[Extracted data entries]
*** Begin section ***

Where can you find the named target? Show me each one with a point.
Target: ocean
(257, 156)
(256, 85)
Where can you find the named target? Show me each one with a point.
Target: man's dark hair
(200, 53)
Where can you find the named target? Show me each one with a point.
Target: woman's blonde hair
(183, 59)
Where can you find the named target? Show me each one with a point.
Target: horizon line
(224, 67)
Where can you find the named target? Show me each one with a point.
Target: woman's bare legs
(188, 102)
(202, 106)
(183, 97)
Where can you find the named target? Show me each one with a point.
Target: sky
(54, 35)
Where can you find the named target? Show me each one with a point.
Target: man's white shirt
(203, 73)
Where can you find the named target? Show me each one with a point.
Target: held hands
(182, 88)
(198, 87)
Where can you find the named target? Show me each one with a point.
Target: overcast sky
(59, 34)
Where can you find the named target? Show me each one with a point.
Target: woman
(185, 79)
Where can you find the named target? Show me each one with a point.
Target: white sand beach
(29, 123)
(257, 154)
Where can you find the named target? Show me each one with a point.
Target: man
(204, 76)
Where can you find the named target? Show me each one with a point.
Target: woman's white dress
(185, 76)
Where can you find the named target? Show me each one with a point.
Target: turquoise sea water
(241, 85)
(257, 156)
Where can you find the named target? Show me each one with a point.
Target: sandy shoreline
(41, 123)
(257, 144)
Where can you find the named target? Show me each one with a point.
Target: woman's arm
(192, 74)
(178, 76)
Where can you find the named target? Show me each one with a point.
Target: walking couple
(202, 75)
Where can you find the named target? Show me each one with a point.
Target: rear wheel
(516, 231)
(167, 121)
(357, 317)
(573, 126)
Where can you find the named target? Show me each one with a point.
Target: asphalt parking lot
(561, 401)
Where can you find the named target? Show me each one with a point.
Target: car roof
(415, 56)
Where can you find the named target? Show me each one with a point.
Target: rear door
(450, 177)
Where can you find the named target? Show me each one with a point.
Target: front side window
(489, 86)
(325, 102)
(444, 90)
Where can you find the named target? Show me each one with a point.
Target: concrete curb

*** End section ***

▶ What this task involves
A word-for-word restatement of the data above is required.

▶ Response box
Where can you find the named target? Show me each one with a point.
Target: ocean
(257, 156)
(256, 85)
Where can you find the named target? Show me each one with a point.
Target: man's dark hair
(200, 53)
Where can you find the named target? Show me each one with a point.
Target: woman's blonde hair
(183, 59)
Where can you find the named target? Show me each one with a point.
Target: horizon line
(224, 67)
Where can you find the named target? Show me each one with a point.
Target: woman's bare legs
(188, 102)
(202, 106)
(183, 97)
Where can you find the named target? Show me each one with a point.
Target: sky
(54, 35)
Where can you find the named target? Show me each one with a point.
Target: man's white shirt
(203, 73)
Where can you find the named target? Show me each one with a point.
Target: held hands
(182, 88)
(198, 87)
Where can you find the named target? Show me each one with a point.
Target: overcast sky
(59, 34)
Where can you find the named target? Show me each one with a point.
Target: woman
(185, 79)
Where can you find the named target? Show me each one with a point.
Target: white sand beach
(29, 123)
(257, 154)
Where can you find the named target? Show me each one with a point.
Target: man
(204, 76)
Where can you find the named target? Show me each one with a point.
Target: woman's white dress
(185, 76)
Where can you find the named target? Show me each one with a point.
Target: turquoise sea water
(241, 85)
(257, 156)
Where can you find the named target? Show me each one with a point.
Target: sandy shoreline
(41, 123)
(257, 144)
Where can you find the named target? Show me each one with a point.
Target: woman's arm
(192, 74)
(178, 76)
Where can you find the named target? Show me each one with a point.
Target: walking couple
(202, 75)
Where can you find the named target? Show me each one with a point.
Target: rear wheel
(516, 231)
(167, 121)
(357, 317)
(573, 126)
Where can you find the named target? Show me each one with a point.
Target: asphalt parking lot
(561, 401)
Where can you find the named target? Show me each one with a point.
Target: car roof
(415, 56)
Where can you find the named target? Show me each one with a point.
Target: rear door
(450, 177)
Where can you find the named target? Show me each one with a point.
Target: front side window
(489, 86)
(325, 102)
(444, 90)
Where can you find the named target? Show me each one with a point.
Target: concrete curb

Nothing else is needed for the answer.